Collect each line below that contains the word "road", and copy those lines out in their original order.

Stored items
--------

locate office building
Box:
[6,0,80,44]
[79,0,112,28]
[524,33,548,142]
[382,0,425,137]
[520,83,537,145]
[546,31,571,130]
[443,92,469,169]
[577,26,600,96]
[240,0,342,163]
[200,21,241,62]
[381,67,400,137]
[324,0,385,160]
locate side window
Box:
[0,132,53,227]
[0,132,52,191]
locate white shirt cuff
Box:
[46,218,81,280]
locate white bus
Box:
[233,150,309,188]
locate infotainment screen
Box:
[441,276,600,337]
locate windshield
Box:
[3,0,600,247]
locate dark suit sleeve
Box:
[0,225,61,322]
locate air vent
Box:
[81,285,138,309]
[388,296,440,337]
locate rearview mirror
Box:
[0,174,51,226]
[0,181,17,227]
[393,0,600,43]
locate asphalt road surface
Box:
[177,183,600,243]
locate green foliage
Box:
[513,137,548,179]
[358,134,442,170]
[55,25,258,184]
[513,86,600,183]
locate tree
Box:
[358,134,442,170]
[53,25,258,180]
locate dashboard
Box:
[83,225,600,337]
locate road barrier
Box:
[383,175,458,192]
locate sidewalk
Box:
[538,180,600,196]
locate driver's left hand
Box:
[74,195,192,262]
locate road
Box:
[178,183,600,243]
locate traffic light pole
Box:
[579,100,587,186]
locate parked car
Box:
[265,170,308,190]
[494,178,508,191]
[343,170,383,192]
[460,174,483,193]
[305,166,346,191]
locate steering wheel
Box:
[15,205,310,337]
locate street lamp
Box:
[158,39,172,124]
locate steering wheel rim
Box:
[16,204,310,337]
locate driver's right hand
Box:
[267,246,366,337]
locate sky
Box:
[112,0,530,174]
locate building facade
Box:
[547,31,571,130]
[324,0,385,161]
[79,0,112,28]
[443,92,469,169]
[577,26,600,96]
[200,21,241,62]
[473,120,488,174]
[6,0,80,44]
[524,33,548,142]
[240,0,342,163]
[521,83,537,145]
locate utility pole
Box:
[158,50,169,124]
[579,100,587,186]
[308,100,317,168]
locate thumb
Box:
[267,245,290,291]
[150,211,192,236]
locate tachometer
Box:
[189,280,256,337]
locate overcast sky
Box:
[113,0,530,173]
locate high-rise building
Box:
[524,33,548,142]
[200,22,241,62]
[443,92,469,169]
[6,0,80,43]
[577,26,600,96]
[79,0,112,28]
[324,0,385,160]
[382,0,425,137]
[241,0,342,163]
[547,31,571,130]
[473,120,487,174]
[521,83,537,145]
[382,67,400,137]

--------

▶ **Finished exercise**:
locate asphalt road surface
locate road barrier
locate road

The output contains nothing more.